**Consigne:**
Dans le premier paragraphe de l'extrait à lire, relevez toutes les actions introduites par « Nous avons ».

**Extrait à lire:**
____________

Je vis en étrangers depuis plus de 20 ans. Mon corps est aux États-Unis, mais mon cœur est au Cameroun. Il m’arrive de venir au Cameroun quatre fois par an. J’essaie de faire en sorte que mes enfants comprennent ce qu’est le Cameroun, le toghu et tout le reste… Je veux qu’on les appelle Camerouno-Américains, pas Afro-Américains. Chaque fois que je courais en toghu, mes enfants allaient à l’école habillés en toghu. Le Toghu a inspiré plusieurs jeunes au niveau de la diaspora. Je suis un ambassadeur culturel dans les marathons. Rien ne m’empêche de courir avec les autres tissus traditionnels dans la mesure où il y a une histoire à raconter. J’ai récolté plus de 200 000 dollars. Au cours de toutes mes années de collecte de fonds, j’ai créé une organisation à but non lucratif appelée Amon Foundation. J’ai investi dans des projets au Cameroun. Nous avons construit des ponts, des salles de classe. Nous avons fourni du matériel scolaire. Nous avons évalué les capacités d’apprentissage des enfants et nous envisageons même de construire un centre pour l’autisme. Il est question de construire davantage de centres de formation pour l’autisme. Vous voyez, l’autisme, c’est là qu’il y a un grand fossé, l’éducation inclusive. Et l’éducation inclusive, ils ont dit qu’on ne peut pas faire d’éducation inclusive si les enfants eux-mêmes n’ont personne pour les former.
Est-ce que vous avez pu rencontrer le ministre des Sports et de l’Education physique durant votre séjour ?
Nous avons adressé une correspondance au ministère, ayant pour objet une demande d’audience. Malheureusement, je n’ai pas pu rencontrer le ministre pendant mon séjour. Il n’était pas dans la ville. Mais j’ai été bien reçu par le responsable la communication auprès dudit ministère. Nous lui avons présenté le projet, et comptons avoir une suite favorable dans la mesure du possible. Mon équipe et moi sommes disponibles pour rencontrer les autorités et toutes personnes désireuses d’accompagner nos actions au Cameroun. Quand je reviendrai, j’aurai besoin d’un peu de repos, et je reviendrai pour voir le ministre. Mon espoir, mon plan, c’est qu’on puisse mettre en place ce projet de marathon avec le concours de la fédération camerounaise d’athlétisme. Cet événement aura un impact considérable sur le l’économie du pays parce que les participants viendront des pays différents quatre coins du monde.

____________

**Données affichées:**
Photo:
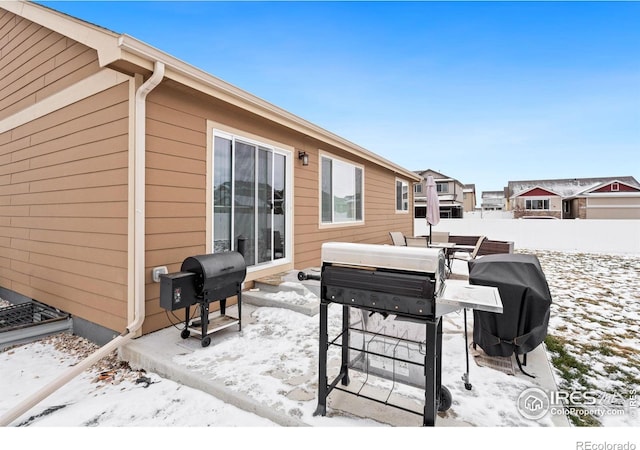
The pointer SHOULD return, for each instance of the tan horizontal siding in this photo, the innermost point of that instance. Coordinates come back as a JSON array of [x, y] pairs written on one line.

____________

**Réponse complète:**
- construit des ponts
- construit des salles de classe
- fourni du matériel scolaire
- évalué les capacités d'apprentissage des enfants